━━ STORED DATA
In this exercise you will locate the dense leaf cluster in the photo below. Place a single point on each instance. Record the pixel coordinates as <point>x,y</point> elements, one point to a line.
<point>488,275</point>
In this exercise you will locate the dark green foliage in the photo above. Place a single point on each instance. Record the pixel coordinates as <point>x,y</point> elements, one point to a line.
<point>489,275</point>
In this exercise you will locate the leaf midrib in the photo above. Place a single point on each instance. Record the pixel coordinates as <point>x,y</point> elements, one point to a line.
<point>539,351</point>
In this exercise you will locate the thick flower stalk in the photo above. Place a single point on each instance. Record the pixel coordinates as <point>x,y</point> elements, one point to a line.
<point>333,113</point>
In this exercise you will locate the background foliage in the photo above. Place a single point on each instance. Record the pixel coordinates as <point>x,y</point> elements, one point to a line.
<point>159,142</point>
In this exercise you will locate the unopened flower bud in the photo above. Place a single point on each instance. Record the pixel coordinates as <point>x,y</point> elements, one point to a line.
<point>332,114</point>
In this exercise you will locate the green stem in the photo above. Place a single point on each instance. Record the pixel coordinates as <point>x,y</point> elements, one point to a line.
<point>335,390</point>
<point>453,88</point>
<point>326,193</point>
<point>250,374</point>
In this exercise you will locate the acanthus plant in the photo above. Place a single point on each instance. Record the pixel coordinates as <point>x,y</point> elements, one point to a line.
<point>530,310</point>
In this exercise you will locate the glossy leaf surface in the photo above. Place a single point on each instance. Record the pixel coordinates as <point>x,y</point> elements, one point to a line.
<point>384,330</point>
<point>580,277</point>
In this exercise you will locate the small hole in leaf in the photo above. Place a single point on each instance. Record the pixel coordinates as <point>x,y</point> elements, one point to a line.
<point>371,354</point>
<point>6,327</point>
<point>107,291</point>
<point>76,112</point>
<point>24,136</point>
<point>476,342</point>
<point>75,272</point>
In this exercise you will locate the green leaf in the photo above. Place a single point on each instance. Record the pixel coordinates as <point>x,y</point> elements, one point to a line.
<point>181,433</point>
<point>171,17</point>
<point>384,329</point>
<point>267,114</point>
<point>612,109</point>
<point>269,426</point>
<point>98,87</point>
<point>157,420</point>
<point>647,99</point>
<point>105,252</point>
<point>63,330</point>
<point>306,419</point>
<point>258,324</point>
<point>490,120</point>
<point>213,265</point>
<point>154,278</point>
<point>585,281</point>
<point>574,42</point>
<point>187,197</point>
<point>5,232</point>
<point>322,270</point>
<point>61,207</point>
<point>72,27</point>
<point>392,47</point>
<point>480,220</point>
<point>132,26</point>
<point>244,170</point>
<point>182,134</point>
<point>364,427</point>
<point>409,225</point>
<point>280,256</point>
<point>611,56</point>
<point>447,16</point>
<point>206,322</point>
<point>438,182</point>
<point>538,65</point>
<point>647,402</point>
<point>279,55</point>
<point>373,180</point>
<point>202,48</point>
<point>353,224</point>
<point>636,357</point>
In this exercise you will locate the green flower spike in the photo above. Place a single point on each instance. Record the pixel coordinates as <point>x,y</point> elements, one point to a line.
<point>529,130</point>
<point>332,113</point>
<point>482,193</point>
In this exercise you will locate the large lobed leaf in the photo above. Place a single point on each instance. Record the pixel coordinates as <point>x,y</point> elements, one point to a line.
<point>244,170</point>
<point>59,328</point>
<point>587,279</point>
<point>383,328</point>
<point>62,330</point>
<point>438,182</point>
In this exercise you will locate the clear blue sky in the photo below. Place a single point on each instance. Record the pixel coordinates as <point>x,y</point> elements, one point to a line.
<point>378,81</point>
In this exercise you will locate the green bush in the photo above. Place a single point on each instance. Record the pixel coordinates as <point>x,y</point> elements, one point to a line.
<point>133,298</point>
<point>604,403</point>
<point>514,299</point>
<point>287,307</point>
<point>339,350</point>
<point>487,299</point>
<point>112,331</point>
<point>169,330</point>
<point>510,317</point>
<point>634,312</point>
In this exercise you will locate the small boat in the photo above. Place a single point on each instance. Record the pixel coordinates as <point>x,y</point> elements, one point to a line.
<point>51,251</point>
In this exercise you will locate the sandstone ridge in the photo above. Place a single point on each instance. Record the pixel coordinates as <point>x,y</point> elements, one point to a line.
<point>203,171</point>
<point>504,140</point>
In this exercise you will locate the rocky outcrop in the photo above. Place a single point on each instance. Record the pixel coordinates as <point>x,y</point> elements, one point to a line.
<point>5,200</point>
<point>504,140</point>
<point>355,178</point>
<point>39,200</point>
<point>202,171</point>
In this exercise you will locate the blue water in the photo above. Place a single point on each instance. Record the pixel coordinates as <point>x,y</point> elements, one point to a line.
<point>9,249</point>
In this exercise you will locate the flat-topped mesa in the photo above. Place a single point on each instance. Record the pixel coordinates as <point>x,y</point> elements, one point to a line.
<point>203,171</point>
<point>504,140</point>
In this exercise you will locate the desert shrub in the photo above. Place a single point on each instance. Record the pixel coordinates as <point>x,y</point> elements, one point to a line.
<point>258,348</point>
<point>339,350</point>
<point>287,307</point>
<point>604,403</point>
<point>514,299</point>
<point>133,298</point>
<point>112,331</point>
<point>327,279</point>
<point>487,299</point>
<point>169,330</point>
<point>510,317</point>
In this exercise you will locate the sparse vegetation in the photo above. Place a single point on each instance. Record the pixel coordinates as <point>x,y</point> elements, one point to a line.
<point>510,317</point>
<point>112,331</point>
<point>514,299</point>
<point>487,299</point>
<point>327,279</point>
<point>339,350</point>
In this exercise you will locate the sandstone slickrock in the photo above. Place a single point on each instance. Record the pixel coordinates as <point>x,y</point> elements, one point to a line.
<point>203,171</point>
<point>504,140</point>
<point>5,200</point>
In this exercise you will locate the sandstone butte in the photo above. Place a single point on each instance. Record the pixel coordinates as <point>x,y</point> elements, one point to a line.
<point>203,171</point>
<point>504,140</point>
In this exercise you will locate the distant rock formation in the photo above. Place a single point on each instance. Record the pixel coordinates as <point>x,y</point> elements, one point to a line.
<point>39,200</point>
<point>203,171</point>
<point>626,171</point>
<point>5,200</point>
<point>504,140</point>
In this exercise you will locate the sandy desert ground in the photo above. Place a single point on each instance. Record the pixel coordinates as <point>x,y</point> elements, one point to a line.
━━━━
» **PROBLEM DETAILS**
Write out all of the records above again, replacing "instance" with "occurrence" wherever it occurs and leaving everything else unchanged.

» **ANSWER IN FULL**
In this exercise you will locate the dense leaf cluster in the photo below. Place a single point on each occurrence. Record the pixel coordinates as <point>x,y</point> elements, one point to a line.
<point>488,275</point>
In this exercise you will locate the dark green foliage in the photo above. Place a single point on each occurrence. Record the pixel coordinates as <point>x,y</point> elements, one point to a line.
<point>489,275</point>
In this exercise you will locate the leaf midrib in the photo above. Place a single point on each occurrence. Record the pixel coordinates as <point>x,y</point> elements, one point to a line.
<point>539,351</point>
In this exercise you will locate the thick flower stalk in the photo above. Place a single point on each occurrence. Record the pixel coordinates as <point>x,y</point> elements, one point to a line.
<point>333,113</point>
In this exercise you will locate the background foliage in the photo above. Place a single point on each occurrence. Record the pixel coordinates as <point>x,y</point> elements, one point to a line.
<point>159,142</point>
In this exercise you will locate the unopened flower bud in the photo above. Place a single point on each occurrence. Record the pixel coordinates as <point>x,y</point> elements, one point to a line.
<point>332,114</point>
In this exercise you will locate the green stem in the photo above. Place a single point on each occurrence. Record the pixel coordinates as <point>x,y</point> elements, one point to a line.
<point>335,390</point>
<point>453,88</point>
<point>326,193</point>
<point>250,374</point>
In this exercise you will locate the acanthus plant in the photo above. Place a single point on each occurrence. Record the pixel coordinates as <point>x,y</point> elements, one point to a line.
<point>530,310</point>
In this exercise you will locate the glossy leaf surface in the photo above. Place a single point on each occurrence. Record the pixel coordinates as <point>x,y</point> elements, one point to a line.
<point>384,330</point>
<point>580,277</point>
In this exercise you will locate the small hole in leaf in the photo above. Place a single point on each occurrence. Record the pixel coordinates as <point>x,y</point> elements, one point to a line.
<point>371,354</point>
<point>6,327</point>
<point>107,291</point>
<point>76,112</point>
<point>24,136</point>
<point>476,342</point>
<point>75,272</point>
In this exercise you will locate the green leaf in the photo above. Place a single point on each occurrence. Record the pixel coordinates as <point>x,y</point> elements, one point to a line.
<point>181,433</point>
<point>171,17</point>
<point>384,329</point>
<point>267,114</point>
<point>612,109</point>
<point>269,426</point>
<point>98,87</point>
<point>157,420</point>
<point>647,99</point>
<point>105,252</point>
<point>63,330</point>
<point>306,419</point>
<point>258,324</point>
<point>490,120</point>
<point>213,265</point>
<point>154,278</point>
<point>585,281</point>
<point>574,42</point>
<point>187,197</point>
<point>5,232</point>
<point>322,270</point>
<point>61,207</point>
<point>72,27</point>
<point>392,47</point>
<point>480,220</point>
<point>132,26</point>
<point>244,170</point>
<point>182,134</point>
<point>364,427</point>
<point>409,225</point>
<point>280,256</point>
<point>611,56</point>
<point>447,16</point>
<point>206,322</point>
<point>438,182</point>
<point>538,65</point>
<point>647,402</point>
<point>279,55</point>
<point>373,180</point>
<point>202,48</point>
<point>353,224</point>
<point>636,357</point>
In this exercise you will locate the green flower spike in the photo above. Place a single point on each occurrence. Record the pixel coordinates as <point>x,y</point> elements, one point to a line.
<point>529,130</point>
<point>332,113</point>
<point>482,193</point>
In this exercise you will locate the large lobed leaf in the photo above. Place a single point on each occurrence. Record the pixel coordinates as <point>x,y</point> elements, one point to a line.
<point>244,170</point>
<point>59,328</point>
<point>587,279</point>
<point>383,328</point>
<point>62,330</point>
<point>438,182</point>
In this exercise you will locate the clear blue sky in the photo below. Place a single point on each occurrence. Record the pixel coordinates as <point>x,y</point> elements, one point to a line.
<point>378,81</point>
In this exercise you will locate the green bush in the photo above. Place a single point on each occurrence. Record the pixel coordinates as <point>x,y</point> elements, one point to a line.
<point>133,298</point>
<point>604,403</point>
<point>514,299</point>
<point>287,307</point>
<point>339,350</point>
<point>487,299</point>
<point>112,331</point>
<point>169,330</point>
<point>510,317</point>
<point>634,312</point>
In this exercise you will locate the small boat in the photo above. Place a single point on each occurrence. Record the pixel coordinates as <point>x,y</point> elements, one point to a line.
<point>51,251</point>
In this exercise you will locate the sandstone ridge in the photo above. Place a single point on each occurrence. Record the pixel coordinates as <point>x,y</point> elements, one point to a line.
<point>203,171</point>
<point>504,140</point>
In this exercise you will locate the rocky outcrop in the photo above. Place a single point on each occurrence. Record the pixel coordinates as <point>x,y</point> elements, one point to a line.
<point>5,200</point>
<point>504,140</point>
<point>355,178</point>
<point>39,200</point>
<point>202,171</point>
In this exercise you will locate the blue water in the photo above. Place a single point on each occurrence. Record the pixel coordinates as <point>x,y</point> elements, one point to a line.
<point>9,249</point>
In this exercise you will locate the flat-topped mesa in the photo above. Place a single point on each occurrence. Record the pixel coordinates as <point>x,y</point> elements, one point to a line.
<point>203,171</point>
<point>504,140</point>
In this exercise you will locate the desert shrub in the photo above. Place a single point on each occurrence. Record the pixel coordinates as <point>x,y</point> elements, one point to a line.
<point>258,348</point>
<point>339,350</point>
<point>287,307</point>
<point>604,403</point>
<point>514,299</point>
<point>133,298</point>
<point>112,331</point>
<point>327,279</point>
<point>487,299</point>
<point>169,330</point>
<point>510,317</point>
In this exercise you will locate the sparse vegetation in the photo above. Place a single point on each occurrence. Record the pixel coordinates as <point>x,y</point> elements, one point to a line.
<point>510,317</point>
<point>112,331</point>
<point>514,299</point>
<point>487,299</point>
<point>327,279</point>
<point>339,350</point>
In this exercise you will locate the sandstone slickrock in the photo above. Place a single point on each occurrence. Record the pixel coordinates as <point>x,y</point> elements, one point to a line.
<point>203,171</point>
<point>504,140</point>
<point>5,200</point>
In this exercise you will locate the sandstone butte in the photo above. Place a single point on each occurrence. Record the pixel coordinates as <point>x,y</point> elements, one point to a line.
<point>203,171</point>
<point>504,140</point>
In this exercise you will locate the distant rock formation in the photo above. Place a single point on each occurrence. Record the pixel coordinates as <point>x,y</point> elements, one point to a line.
<point>39,200</point>
<point>203,171</point>
<point>626,171</point>
<point>5,200</point>
<point>504,140</point>
In this exercise you will locate the sandy desert ground in the photo above. Place a single point on each occurrence. Record the pixel coordinates as <point>x,y</point> elements, one point to a line.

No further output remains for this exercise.